_Stated problem_. Format the data from the line containing "box, that would help a great deal." through the line containing "162), (308, 152)]]", both included, as a JSON list of strings with one string per line and blank lines omitted. Leave the pictures out of the answer.

_Stored rows_.
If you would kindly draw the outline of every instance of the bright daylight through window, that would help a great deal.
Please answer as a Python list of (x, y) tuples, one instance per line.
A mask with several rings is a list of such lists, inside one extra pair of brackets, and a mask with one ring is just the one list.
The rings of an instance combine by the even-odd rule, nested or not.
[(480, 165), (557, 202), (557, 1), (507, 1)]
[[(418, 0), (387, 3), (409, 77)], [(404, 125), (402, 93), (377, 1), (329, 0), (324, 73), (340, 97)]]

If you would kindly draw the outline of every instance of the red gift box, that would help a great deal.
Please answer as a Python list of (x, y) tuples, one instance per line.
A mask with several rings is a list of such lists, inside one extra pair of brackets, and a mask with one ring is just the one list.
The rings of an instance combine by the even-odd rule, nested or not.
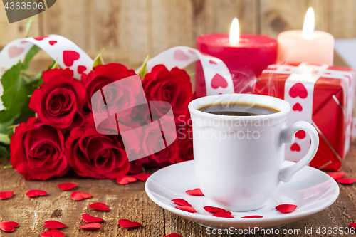
[[(308, 122), (319, 134), (319, 149), (310, 165), (340, 170), (350, 148), (355, 97), (353, 69), (302, 63), (271, 65), (257, 79), (254, 93), (283, 99), (290, 104), (287, 125)], [(310, 138), (295, 134), (286, 145), (286, 159), (297, 162), (308, 152)]]

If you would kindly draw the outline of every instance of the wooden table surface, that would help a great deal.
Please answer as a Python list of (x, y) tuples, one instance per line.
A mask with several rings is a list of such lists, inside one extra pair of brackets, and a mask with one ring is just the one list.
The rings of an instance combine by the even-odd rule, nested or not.
[[(183, 237), (221, 236), (208, 235), (206, 229), (194, 222), (182, 218), (153, 203), (144, 190), (145, 183), (137, 181), (119, 185), (114, 180), (81, 179), (75, 176), (51, 179), (46, 181), (26, 181), (13, 169), (3, 169), (9, 164), (0, 161), (0, 191), (12, 190), (14, 195), (0, 200), (0, 221), (14, 221), (19, 223), (13, 233), (0, 231), (0, 236), (39, 236), (46, 231), (45, 221), (56, 220), (68, 226), (61, 231), (66, 236), (164, 236), (177, 233)], [(353, 142), (342, 171), (349, 177), (356, 177), (356, 142)], [(63, 182), (76, 182), (73, 190), (88, 192), (89, 199), (75, 201), (70, 199), (73, 191), (63, 191), (56, 185)], [(337, 200), (325, 210), (298, 222), (281, 227), (301, 229), (318, 227), (347, 227), (356, 222), (356, 184), (340, 184)], [(48, 195), (29, 198), (25, 195), (29, 189), (42, 189)], [(93, 202), (104, 202), (110, 211), (96, 211), (88, 207)], [(103, 218), (105, 221), (99, 230), (83, 230), (83, 214)], [(135, 229), (125, 229), (117, 221), (128, 218), (142, 223)], [(302, 232), (303, 233), (303, 232)], [(314, 233), (313, 236), (318, 236)], [(288, 235), (288, 236), (292, 236)]]

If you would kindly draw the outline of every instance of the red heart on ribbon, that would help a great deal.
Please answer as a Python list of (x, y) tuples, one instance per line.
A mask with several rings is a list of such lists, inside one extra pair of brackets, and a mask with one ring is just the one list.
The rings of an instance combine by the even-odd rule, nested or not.
[(132, 228), (141, 226), (141, 224), (138, 222), (131, 221), (127, 219), (120, 219), (119, 220), (119, 224), (122, 228)]
[(189, 204), (189, 203), (187, 202), (187, 201), (185, 201), (184, 199), (172, 199), (172, 201), (173, 201), (174, 203), (175, 203), (179, 206), (192, 206), (192, 205)]
[(294, 111), (302, 111), (303, 110), (303, 107), (302, 107), (302, 105), (300, 105), (300, 103), (297, 102), (295, 105), (294, 105), (293, 106), (293, 110)]
[(91, 198), (91, 195), (86, 193), (82, 193), (81, 191), (73, 191), (70, 195), (70, 198), (75, 201), (80, 201)]
[(15, 227), (19, 226), (19, 224), (15, 221), (3, 221), (0, 222), (0, 230), (6, 232), (12, 232), (15, 230)]
[(14, 191), (0, 191), (0, 199), (7, 199), (14, 195)]
[(93, 222), (79, 226), (79, 228), (84, 228), (85, 230), (95, 230), (97, 228), (100, 228), (101, 224), (100, 223)]
[(41, 233), (40, 235), (41, 237), (64, 237), (66, 235), (64, 233), (61, 232), (58, 230), (51, 230)]
[(58, 185), (57, 185), (57, 186), (63, 191), (67, 191), (72, 189), (77, 185), (77, 183), (63, 183), (59, 184)]
[(109, 211), (110, 209), (105, 204), (102, 202), (95, 202), (89, 205), (89, 207), (99, 211)]
[(204, 196), (204, 194), (199, 188), (193, 190), (187, 190), (185, 192), (192, 196)]
[(293, 145), (290, 146), (290, 150), (293, 152), (300, 152), (300, 147), (299, 147), (298, 143), (294, 142)]
[(298, 83), (292, 86), (289, 90), (289, 95), (293, 98), (299, 96), (302, 99), (304, 99), (308, 96), (308, 91), (304, 85), (300, 83)]
[(183, 51), (180, 49), (177, 49), (174, 51), (173, 58), (180, 61), (186, 61), (187, 60), (189, 60), (189, 56), (185, 54), (184, 52), (183, 52)]
[(47, 195), (47, 194), (48, 193), (43, 190), (31, 189), (26, 193), (26, 195), (29, 197), (36, 197), (37, 196), (45, 196)]
[(13, 58), (21, 55), (25, 49), (22, 47), (17, 47), (16, 46), (12, 46), (7, 50), (7, 53), (10, 58)]
[(297, 205), (294, 204), (281, 204), (276, 206), (276, 209), (282, 213), (290, 213), (295, 210)]
[(131, 175), (124, 175), (116, 179), (116, 181), (119, 184), (127, 184), (128, 183), (132, 183), (137, 180), (135, 177)]
[(82, 215), (82, 219), (86, 223), (90, 222), (103, 222), (104, 220), (99, 217), (95, 217), (89, 214), (84, 214)]
[(79, 59), (80, 56), (73, 51), (63, 51), (63, 63), (67, 67), (70, 67), (74, 63), (75, 60)]
[(227, 87), (227, 81), (220, 74), (216, 73), (211, 80), (211, 87), (214, 89), (219, 87), (225, 88)]
[(43, 227), (50, 229), (56, 229), (67, 227), (67, 226), (57, 221), (45, 221)]

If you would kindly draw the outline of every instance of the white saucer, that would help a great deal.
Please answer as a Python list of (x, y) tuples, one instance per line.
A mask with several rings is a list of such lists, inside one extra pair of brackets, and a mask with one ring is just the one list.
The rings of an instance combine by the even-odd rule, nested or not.
[[(293, 164), (286, 161), (285, 166)], [(208, 206), (205, 196), (194, 196), (186, 191), (198, 188), (194, 161), (185, 162), (163, 168), (147, 179), (145, 190), (148, 196), (157, 205), (179, 216), (204, 226), (216, 228), (248, 228), (278, 227), (300, 220), (320, 211), (333, 204), (339, 196), (339, 186), (329, 175), (305, 167), (288, 183), (281, 183), (276, 194), (267, 204), (258, 210), (232, 212), (234, 218), (215, 217), (203, 207)], [(197, 210), (189, 213), (175, 208), (171, 200), (183, 199)], [(295, 204), (297, 209), (288, 214), (275, 209), (279, 204)], [(259, 215), (263, 218), (241, 218), (241, 216)]]

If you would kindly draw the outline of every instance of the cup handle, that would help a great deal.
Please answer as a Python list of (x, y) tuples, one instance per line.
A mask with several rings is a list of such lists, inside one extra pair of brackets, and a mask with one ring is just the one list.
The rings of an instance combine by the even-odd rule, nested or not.
[(281, 132), (282, 142), (292, 144), (294, 142), (294, 135), (299, 130), (305, 131), (311, 139), (311, 144), (308, 153), (299, 162), (288, 167), (284, 167), (279, 172), (279, 179), (287, 183), (292, 179), (293, 176), (312, 160), (319, 147), (319, 135), (315, 128), (308, 122), (298, 121), (285, 127)]

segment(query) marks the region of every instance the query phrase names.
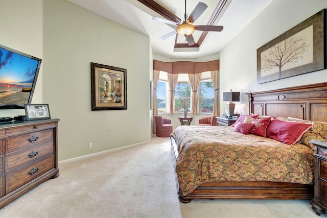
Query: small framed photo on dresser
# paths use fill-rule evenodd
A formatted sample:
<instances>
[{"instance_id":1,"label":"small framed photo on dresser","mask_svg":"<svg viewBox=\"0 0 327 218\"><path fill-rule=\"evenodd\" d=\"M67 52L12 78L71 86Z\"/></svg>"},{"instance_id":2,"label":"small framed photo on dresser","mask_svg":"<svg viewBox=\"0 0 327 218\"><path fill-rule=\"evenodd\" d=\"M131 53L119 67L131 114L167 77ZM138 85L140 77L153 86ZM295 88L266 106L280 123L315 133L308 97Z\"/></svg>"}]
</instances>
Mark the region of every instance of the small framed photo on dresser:
<instances>
[{"instance_id":1,"label":"small framed photo on dresser","mask_svg":"<svg viewBox=\"0 0 327 218\"><path fill-rule=\"evenodd\" d=\"M48 104L25 105L27 120L50 119Z\"/></svg>"}]
</instances>

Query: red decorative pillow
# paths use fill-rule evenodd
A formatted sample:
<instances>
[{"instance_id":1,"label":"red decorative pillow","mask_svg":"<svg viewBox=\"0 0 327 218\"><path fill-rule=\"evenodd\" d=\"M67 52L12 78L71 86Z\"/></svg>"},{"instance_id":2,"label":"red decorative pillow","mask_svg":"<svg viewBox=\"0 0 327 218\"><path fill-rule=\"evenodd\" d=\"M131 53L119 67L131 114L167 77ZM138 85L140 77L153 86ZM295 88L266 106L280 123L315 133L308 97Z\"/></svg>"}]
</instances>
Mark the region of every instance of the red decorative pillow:
<instances>
[{"instance_id":1,"label":"red decorative pillow","mask_svg":"<svg viewBox=\"0 0 327 218\"><path fill-rule=\"evenodd\" d=\"M235 132L240 132L244 135L247 135L250 133L250 132L252 129L254 127L254 126L255 126L254 124L249 123L239 122L235 126L234 131Z\"/></svg>"},{"instance_id":2,"label":"red decorative pillow","mask_svg":"<svg viewBox=\"0 0 327 218\"><path fill-rule=\"evenodd\" d=\"M243 122L244 121L244 119L245 119L245 118L246 118L247 116L248 116L248 117L251 117L251 118L256 118L258 116L259 116L259 114L255 114L255 115L241 115L241 116L240 116L239 118L236 120L235 123L234 123L233 124L230 125L230 126L231 127L235 127L235 126L236 125L236 124L237 124L238 123L239 123L239 122L243 123Z\"/></svg>"},{"instance_id":3,"label":"red decorative pillow","mask_svg":"<svg viewBox=\"0 0 327 218\"><path fill-rule=\"evenodd\" d=\"M270 122L270 118L265 118L264 119L253 119L251 124L253 124L255 126L251 130L251 133L259 136L266 137L266 131L268 125Z\"/></svg>"},{"instance_id":4,"label":"red decorative pillow","mask_svg":"<svg viewBox=\"0 0 327 218\"><path fill-rule=\"evenodd\" d=\"M293 144L311 127L312 124L281 121L272 118L267 128L267 137Z\"/></svg>"}]
</instances>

_The completed task_.
[
  "If you would kindly draw the outline of every instance of the red gift box, that would help a great deal.",
  "Please answer as a Python list of (x, y) tuples, one instance per line.",
  "A mask with several rings is a list of such lists, inside one extra pair of brackets, and a mask with one ring is just the one list.",
  "The rings of an instance combine by the even-odd rule, nested or not.",
  "[[(308, 122), (319, 134), (319, 149), (310, 165), (340, 170), (350, 148), (355, 97), (353, 69), (302, 63), (271, 65), (257, 79), (254, 93), (283, 99), (290, 104), (287, 125)], [(310, 138), (295, 134), (286, 145), (286, 159), (297, 162), (308, 152)]]"
]